**Document excerpt:**
## START
Australia: Thousands of households cut off electricity

Government-owned electricity companies in the Australian state of New South Wales have been cutting off power to growing numbers of people unable to pay their bills, according to statistics published by the state’s Energy and Water Ombudsman.

In her annual report, Ombudsman Clare Petre revealed that 31,000 households were disconnected in 2001, up from 24,000 in 1999 and 27,000 in 2000. Petre expressed concern that many of those cut off were low-income families with children. “Disconnection, particularly for long periods, can mean severe hardship as well as safety issues for those still affected,” she stated.

The 30 percent increase in disconnections over just three years points to the rising levels of financial distress among working class families in Australia. It also highlights the social cost of the deregulation and partial privatisation of the electricity industry since the early 1990s.

In some cases, for purely cost-cutting reasons, utility companies simply estimated accounts instead of reading the meters and then issued “catch-up” bills of thousands of dollars. One woman whose electricity was cutoff, for example, was not warned that she had a $2,283 annual bill.

Overall, the hardest hit areas were the working class regions of western Sydney and Wollongong on the NSW south coast. Integral Energy, the company that covers these regions, had the most complaints registered against its actions. A company spokesman stated that Integral had “taken a stand” on customer debt.

The representative defended the disconnections, claiming that Integral had simply cut off recalcitrant debtors. “We have been acting on customers who refuse to pay, rather than can’t pay. Disconnection is a last resort after repeat reminders.”

But the case studies published by Petre tell a different story. One concerned Mr L, who was unemployed and suffering a serious illness. Unable to pay his $1,200 bill, he was forced to live for 12 months without electricity. Once his health improved, he asked the company to reconnect his power, offering to pay off his debt in installments. The company refused, demanding $640 up front and $40 per fortnight. Incapable of paying such a lump sum, Mr L contacted the Ombudsman’s office, which asked a charity for $360 in vouchers to help him meet the company’s demand.

In another case, Ms G and her large family were disconnected without notice for $400 in arrears. Ms G had expected the company to give her 24 hours notice of its final intention to cut off her power. When she contacted the company, it insisted that it had delivered a 24-hour card to her home. Ms G was forced to seek help from community organisations. Only after the Ombudsman intervened did the company restore Ms G’s electricity, admitting that it had not attempted to make personal contact with her, as required by government regulations.

Mr S, a pensioner with six children, was told he owed the electricity company $830 and would be disconnected immediately if he did not pay $300. He offered to pay $100 that day and a further $200 the following week, but the company rejected his offer. It relented only when Mr S contacted the Ombudsman’s office, which informed the company of his pensioner status. The company claimed that it had not known he was a pensioner, which entitled him to a rebate, reducing his debt to $480. With assistance from charities, Mr C managed to pay the remaining amount.
## END
**Source data:**
## START
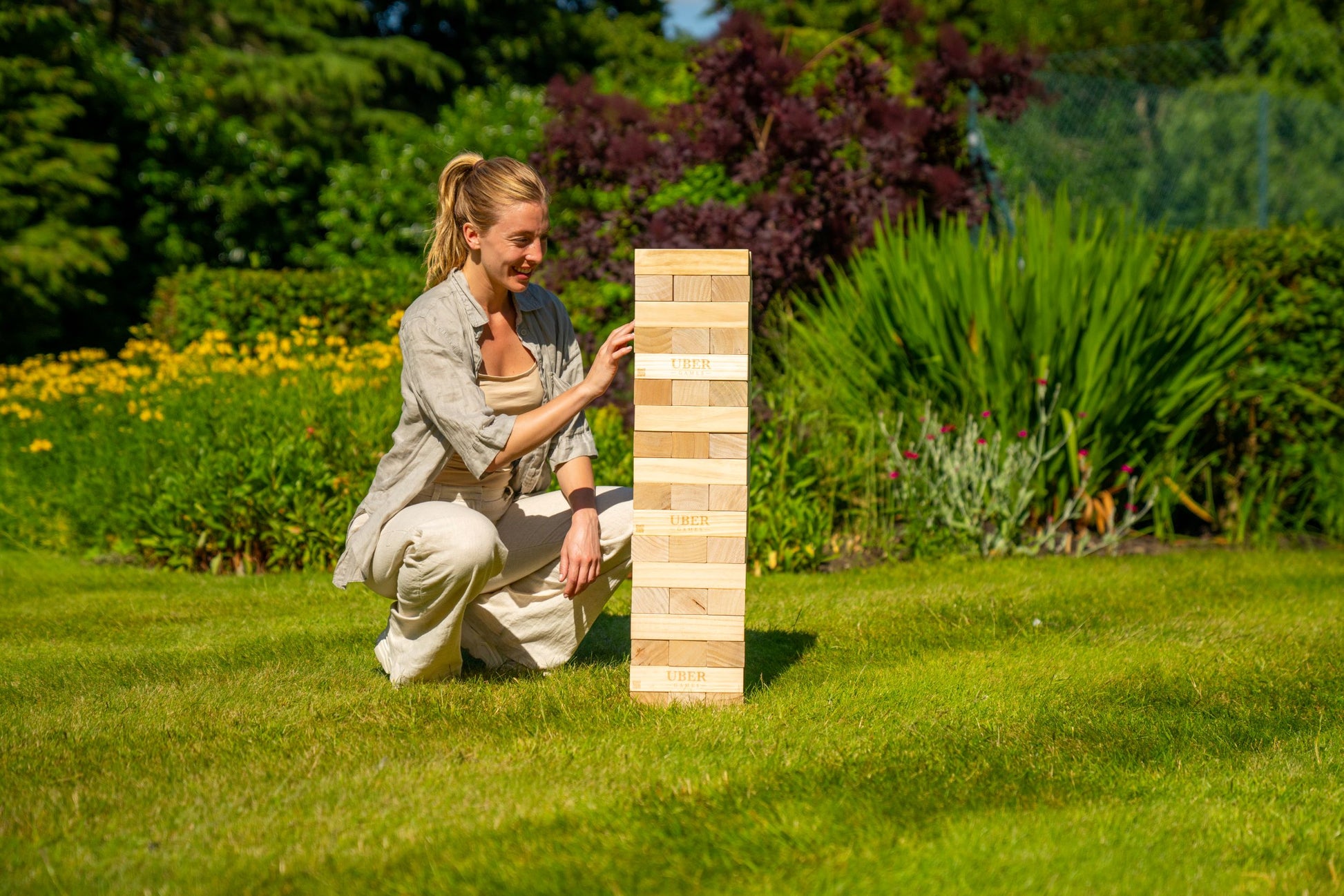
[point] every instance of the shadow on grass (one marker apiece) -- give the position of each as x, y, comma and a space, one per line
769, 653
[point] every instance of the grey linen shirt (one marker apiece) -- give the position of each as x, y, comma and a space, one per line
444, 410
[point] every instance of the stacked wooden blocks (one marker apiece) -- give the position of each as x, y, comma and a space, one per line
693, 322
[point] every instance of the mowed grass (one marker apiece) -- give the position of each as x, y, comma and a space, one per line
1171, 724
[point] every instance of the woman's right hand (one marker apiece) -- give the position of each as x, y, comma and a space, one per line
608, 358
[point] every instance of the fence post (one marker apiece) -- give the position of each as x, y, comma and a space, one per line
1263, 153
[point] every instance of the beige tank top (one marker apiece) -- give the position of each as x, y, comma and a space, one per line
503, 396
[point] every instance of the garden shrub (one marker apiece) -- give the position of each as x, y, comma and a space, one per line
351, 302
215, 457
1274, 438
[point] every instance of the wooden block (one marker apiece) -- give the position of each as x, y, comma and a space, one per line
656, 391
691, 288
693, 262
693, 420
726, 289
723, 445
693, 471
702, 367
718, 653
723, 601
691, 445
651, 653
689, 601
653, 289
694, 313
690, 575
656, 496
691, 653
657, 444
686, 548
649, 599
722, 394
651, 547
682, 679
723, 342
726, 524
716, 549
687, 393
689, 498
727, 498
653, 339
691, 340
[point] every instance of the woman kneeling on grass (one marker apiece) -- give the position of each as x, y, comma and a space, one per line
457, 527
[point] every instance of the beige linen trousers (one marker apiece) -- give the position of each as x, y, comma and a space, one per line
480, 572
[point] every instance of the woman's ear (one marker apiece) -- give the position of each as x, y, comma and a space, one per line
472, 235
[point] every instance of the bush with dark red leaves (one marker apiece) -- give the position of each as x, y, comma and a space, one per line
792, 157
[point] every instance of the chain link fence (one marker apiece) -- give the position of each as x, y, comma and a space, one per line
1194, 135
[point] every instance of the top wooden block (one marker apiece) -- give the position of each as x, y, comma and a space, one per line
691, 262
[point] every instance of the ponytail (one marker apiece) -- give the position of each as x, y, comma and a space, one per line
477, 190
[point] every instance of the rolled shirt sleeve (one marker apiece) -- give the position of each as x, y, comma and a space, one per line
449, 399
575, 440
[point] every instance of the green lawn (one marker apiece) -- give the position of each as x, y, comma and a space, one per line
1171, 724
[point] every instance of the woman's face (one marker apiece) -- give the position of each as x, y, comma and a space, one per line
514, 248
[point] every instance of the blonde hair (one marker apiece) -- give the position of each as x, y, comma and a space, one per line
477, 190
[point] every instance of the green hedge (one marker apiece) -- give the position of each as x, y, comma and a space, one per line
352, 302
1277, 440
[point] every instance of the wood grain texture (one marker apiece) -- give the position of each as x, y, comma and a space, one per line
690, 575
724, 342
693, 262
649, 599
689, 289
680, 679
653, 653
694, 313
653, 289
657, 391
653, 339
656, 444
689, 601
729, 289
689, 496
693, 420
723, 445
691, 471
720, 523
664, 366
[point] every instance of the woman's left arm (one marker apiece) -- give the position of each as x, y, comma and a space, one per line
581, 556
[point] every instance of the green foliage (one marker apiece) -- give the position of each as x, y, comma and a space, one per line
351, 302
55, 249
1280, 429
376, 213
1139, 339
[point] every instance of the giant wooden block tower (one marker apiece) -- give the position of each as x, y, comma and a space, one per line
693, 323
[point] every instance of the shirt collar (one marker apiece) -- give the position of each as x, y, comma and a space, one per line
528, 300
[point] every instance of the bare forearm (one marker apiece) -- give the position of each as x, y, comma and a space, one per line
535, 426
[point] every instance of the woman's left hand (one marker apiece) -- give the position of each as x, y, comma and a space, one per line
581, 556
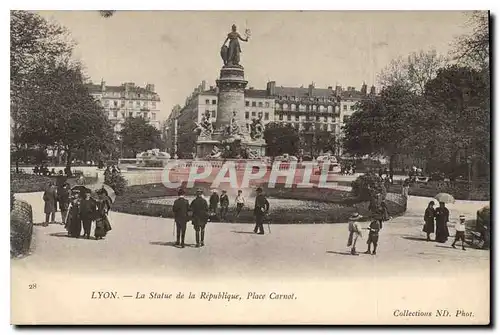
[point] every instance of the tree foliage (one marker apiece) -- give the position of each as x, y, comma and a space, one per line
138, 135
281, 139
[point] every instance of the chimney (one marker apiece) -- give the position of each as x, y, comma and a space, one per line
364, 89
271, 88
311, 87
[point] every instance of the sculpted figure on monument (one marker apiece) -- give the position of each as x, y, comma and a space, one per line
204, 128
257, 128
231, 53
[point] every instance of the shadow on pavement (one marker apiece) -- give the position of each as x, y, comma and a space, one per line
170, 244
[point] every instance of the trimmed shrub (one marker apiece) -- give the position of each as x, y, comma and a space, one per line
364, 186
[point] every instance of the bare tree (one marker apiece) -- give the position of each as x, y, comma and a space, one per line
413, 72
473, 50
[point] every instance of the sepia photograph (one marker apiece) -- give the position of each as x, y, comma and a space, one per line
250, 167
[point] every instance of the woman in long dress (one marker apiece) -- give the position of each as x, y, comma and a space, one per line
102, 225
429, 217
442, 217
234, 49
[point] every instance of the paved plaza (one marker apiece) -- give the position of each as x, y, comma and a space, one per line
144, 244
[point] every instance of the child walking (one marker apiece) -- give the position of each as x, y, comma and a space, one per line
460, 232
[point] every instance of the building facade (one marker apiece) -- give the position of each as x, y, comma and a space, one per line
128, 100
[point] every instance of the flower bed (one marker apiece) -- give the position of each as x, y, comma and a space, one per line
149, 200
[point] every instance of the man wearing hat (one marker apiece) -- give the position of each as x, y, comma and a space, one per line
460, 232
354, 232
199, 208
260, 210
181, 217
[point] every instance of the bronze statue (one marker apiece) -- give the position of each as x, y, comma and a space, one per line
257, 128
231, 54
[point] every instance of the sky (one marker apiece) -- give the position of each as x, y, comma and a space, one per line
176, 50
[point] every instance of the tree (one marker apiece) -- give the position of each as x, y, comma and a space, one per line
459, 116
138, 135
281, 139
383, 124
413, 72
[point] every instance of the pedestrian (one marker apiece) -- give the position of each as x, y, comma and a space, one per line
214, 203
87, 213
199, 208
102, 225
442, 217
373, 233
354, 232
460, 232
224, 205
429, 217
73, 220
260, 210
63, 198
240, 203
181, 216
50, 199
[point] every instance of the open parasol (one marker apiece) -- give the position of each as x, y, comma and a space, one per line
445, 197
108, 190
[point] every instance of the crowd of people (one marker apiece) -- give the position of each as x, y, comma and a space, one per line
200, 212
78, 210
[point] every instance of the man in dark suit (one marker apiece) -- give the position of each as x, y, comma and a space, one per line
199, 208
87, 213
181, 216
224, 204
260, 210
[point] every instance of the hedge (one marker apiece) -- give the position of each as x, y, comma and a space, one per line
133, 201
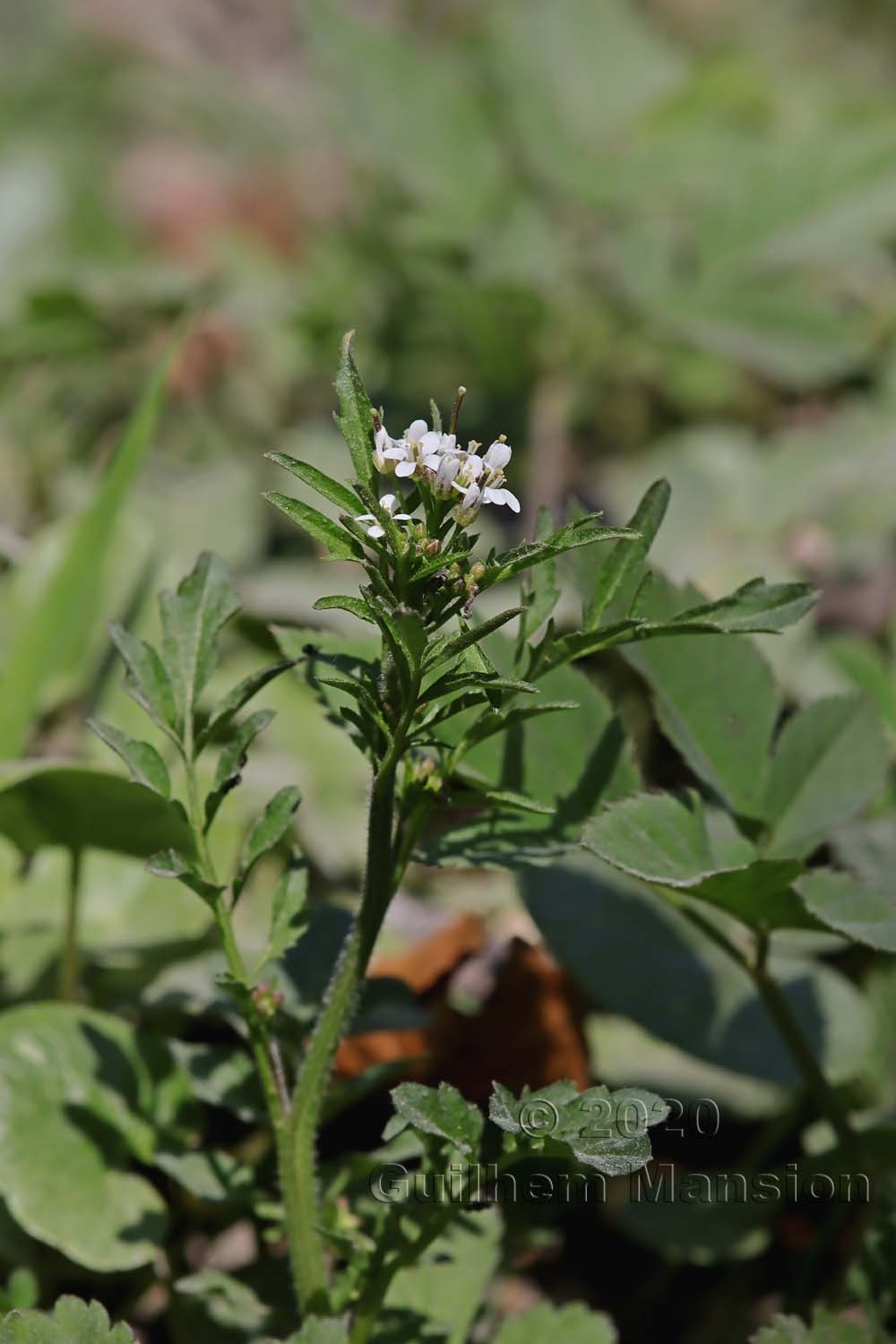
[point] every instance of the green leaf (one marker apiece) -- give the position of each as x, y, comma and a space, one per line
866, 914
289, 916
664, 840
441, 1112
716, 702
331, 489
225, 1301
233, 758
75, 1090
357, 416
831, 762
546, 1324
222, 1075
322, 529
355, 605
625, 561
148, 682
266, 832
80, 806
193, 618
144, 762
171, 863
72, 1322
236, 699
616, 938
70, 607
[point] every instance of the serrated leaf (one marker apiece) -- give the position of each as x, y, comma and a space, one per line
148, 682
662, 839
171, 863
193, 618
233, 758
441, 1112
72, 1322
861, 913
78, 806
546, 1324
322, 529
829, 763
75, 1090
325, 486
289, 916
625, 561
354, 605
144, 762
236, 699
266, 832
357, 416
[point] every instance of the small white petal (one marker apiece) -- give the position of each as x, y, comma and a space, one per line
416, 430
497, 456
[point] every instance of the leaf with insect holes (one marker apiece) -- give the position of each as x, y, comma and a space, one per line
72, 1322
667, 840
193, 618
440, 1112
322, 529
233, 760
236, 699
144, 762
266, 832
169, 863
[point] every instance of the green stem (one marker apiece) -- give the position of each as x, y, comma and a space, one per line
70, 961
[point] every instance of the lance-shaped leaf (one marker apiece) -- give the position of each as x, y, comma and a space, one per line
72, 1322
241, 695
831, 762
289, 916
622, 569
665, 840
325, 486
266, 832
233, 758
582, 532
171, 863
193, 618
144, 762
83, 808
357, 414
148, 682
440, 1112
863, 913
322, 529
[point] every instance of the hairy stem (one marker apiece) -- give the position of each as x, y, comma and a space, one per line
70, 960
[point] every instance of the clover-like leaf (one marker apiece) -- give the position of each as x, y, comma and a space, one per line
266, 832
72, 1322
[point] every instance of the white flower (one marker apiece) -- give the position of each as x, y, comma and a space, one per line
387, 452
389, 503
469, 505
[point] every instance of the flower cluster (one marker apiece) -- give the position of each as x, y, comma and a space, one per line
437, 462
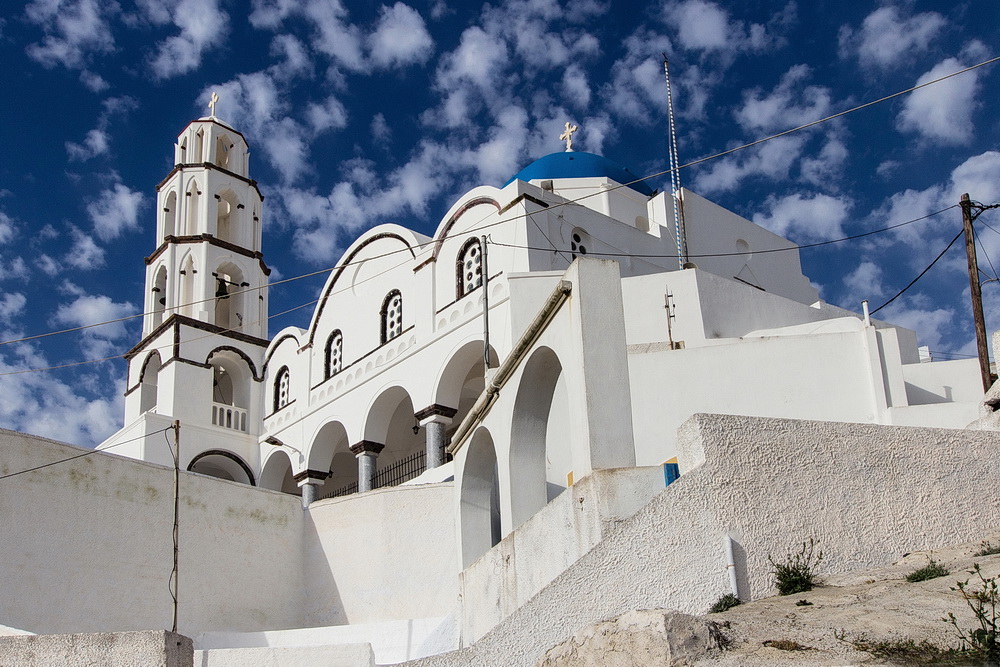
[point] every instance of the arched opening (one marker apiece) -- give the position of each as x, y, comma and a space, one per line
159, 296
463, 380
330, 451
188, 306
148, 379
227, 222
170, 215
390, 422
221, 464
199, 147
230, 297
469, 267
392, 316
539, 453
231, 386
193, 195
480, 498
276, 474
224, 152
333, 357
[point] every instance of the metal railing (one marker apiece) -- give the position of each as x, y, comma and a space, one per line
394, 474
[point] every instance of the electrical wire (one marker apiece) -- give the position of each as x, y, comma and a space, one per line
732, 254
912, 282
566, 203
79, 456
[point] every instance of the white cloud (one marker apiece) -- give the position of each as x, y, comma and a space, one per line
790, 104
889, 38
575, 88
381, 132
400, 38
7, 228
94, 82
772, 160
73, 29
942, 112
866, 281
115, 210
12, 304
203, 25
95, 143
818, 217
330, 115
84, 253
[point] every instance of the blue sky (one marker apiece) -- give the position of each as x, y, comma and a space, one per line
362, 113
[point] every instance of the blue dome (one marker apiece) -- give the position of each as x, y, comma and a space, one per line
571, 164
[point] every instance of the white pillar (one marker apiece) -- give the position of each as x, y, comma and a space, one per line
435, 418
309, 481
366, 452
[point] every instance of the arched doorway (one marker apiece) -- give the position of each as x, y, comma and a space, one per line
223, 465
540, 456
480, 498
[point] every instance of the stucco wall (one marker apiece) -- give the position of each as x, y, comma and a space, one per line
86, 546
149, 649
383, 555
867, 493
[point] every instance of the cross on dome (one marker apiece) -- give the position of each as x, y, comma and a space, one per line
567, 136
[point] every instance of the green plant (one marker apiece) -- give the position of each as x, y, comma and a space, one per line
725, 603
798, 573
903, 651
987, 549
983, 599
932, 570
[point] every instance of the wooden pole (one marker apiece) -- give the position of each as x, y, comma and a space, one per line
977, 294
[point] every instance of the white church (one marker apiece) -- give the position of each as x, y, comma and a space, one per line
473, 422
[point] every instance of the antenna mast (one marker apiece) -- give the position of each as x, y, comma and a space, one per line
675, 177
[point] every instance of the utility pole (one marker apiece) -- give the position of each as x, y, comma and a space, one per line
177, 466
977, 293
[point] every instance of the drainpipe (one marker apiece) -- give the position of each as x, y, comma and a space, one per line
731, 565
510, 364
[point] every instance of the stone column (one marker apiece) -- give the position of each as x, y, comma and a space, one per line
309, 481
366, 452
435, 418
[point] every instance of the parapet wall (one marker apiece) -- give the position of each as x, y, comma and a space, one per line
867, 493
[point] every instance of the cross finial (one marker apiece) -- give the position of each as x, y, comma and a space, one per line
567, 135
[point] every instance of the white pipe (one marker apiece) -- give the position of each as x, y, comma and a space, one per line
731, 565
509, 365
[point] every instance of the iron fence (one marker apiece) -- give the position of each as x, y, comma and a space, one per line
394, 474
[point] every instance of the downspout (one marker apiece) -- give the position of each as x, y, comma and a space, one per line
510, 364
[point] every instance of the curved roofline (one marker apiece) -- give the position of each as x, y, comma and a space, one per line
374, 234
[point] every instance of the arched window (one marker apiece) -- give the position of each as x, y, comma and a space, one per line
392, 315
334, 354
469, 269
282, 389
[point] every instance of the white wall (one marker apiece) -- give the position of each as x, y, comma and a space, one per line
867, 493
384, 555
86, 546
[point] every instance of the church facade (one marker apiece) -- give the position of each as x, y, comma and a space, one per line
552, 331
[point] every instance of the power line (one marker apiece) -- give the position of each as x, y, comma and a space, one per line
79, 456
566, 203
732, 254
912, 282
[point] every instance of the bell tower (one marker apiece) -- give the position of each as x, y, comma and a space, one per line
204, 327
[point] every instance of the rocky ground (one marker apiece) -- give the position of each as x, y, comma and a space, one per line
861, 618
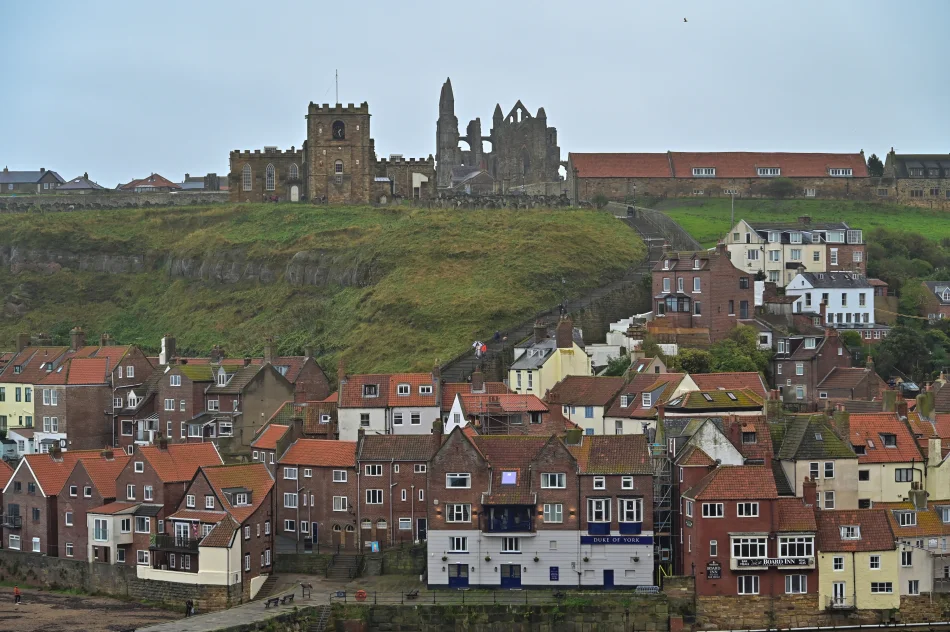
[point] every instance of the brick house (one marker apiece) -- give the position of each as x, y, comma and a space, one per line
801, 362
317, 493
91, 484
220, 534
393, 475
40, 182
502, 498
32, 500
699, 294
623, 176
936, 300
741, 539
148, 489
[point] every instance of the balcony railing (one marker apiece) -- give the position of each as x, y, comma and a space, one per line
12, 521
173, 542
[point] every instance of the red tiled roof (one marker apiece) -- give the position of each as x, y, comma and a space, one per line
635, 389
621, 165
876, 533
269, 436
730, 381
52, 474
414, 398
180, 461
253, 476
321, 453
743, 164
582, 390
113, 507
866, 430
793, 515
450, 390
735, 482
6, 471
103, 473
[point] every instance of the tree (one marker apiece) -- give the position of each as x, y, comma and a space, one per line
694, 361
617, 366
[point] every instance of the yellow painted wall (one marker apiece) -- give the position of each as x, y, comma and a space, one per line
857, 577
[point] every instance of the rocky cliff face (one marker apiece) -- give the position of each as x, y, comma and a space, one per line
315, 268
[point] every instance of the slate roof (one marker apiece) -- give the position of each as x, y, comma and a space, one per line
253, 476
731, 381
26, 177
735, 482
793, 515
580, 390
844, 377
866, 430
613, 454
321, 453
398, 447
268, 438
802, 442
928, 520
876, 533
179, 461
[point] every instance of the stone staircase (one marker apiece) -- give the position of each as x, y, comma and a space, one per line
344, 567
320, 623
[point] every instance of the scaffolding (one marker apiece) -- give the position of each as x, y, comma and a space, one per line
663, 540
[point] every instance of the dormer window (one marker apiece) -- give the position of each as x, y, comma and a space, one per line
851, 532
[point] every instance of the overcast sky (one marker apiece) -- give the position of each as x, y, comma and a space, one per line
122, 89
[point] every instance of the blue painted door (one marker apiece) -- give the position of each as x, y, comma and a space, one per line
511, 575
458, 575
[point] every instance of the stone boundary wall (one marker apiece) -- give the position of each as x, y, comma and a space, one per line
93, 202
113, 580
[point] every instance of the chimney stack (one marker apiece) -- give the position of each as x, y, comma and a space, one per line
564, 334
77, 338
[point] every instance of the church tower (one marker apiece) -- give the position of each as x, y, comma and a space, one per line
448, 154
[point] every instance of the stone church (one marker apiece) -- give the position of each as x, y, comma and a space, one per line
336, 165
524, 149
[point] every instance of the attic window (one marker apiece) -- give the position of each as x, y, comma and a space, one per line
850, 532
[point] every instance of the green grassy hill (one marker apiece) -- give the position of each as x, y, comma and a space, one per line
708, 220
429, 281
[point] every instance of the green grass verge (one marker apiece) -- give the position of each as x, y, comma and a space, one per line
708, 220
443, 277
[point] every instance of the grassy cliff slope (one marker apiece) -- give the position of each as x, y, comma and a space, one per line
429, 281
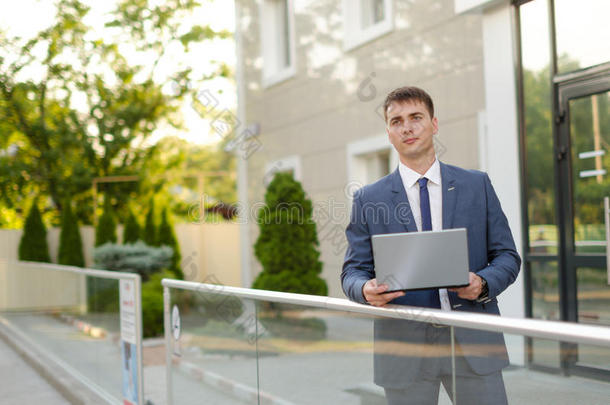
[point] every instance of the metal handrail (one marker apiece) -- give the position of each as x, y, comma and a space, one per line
## END
**What to do:**
(A) Show every line in the records that contains the string "railing". Case counts.
(B) Carry on the article about power disconnections in New South Wales, starting after its last sentence.

**The replies:**
(A)
[point] every instance of the metal railing (one marker apiece) -- give the position of each as x, y, comma and a space, one per line
[point] every instance of the balcony railing (one marker apiece) -- give the position of each as x, y, comma and a space, one per line

(B)
As these accounts demonstrate, some of society’s poorest and most vulnerable members are being routinely cut off electricity without proper notice, not because they refuse to pay their bills, but because they cannot do so. While Petre’s case studies highlight instances where families were rescued, it is likely that many more people were not assisted.

Petre’s only proposal was the voluntary introduction of pre-paid meters, which require consumers to pay for their electricity in advance. This system already exists in Britain, where, according to the Sydney Morning Herald there are just 400 disconnections per year.

In reality, in 1998 a million British householders were forced to “self disconnect” because they could not continue to pay the meters. In the first three months of 1999, 24,000 court warrants were obtained to install prepayment meters or cut off supplies, with companies forcing their way into more than 5,000 homes. According to official statistics, cold homes cause 30,000 deaths each winter in Britain.

Some media outlets reported the steep rise in disconnections in NSW, but none mentioned the fact that Bob Carr’s state Labor government remains the principal owner of the former government-run electricity providers, which currently run as semi-independent companies. In December, Integral Energy announced a net profit of $267 million in 2001-2002, beating its own forecast by 28 percent. Its annual report was tabled in NSW parliament, revealing a bumper dividend for its shareholder—the Carr government.

“Being profitable—through serving our customers well and managing our assets—is a vital element of what we contribute to the wider community,” Integral Energy CEO Richard Powis said. “Our strong performance helped us deliver a healthy $133 million return to our shareholder, up 92 percent from $69.3 million last year.”

Privatisation and corporatisation

Over the past decade, electricity and other utilities, including water, have been transformed from basic public services into private or government-owned corporations, with tens of thousands of jobs destroyed in the process. As a result, working class families no longer have any right or guarantee of supply, regardless of the extreme deprivations, health risks and other dangers that flow from disconnection.

When the Keating Labor government’s Hilmer report recommended corporatisation and privatisation of power supplies in 1995, the official claim was that free market competition would provide lower prices and better services. Instead, prices for most domestic consumers have risen and there have been electricity blackouts at peak periods in several states where the privatised corporations have failed to invest in sufficient new capacity.

At the same time, these power shortages have sent prices soaring on the national “spot market” which now exists for electricity, boosting the profits of the power generating companies. The National Electricity Code Administrator reported that in the three months to September 2002 the average price for electricity was between $38 per megawatt hour (MWh) and $54/MWh—some 40-100 percent higher than a year earlier. On the spot market, the price peaked at $6,765/MWh on July 14, 2002.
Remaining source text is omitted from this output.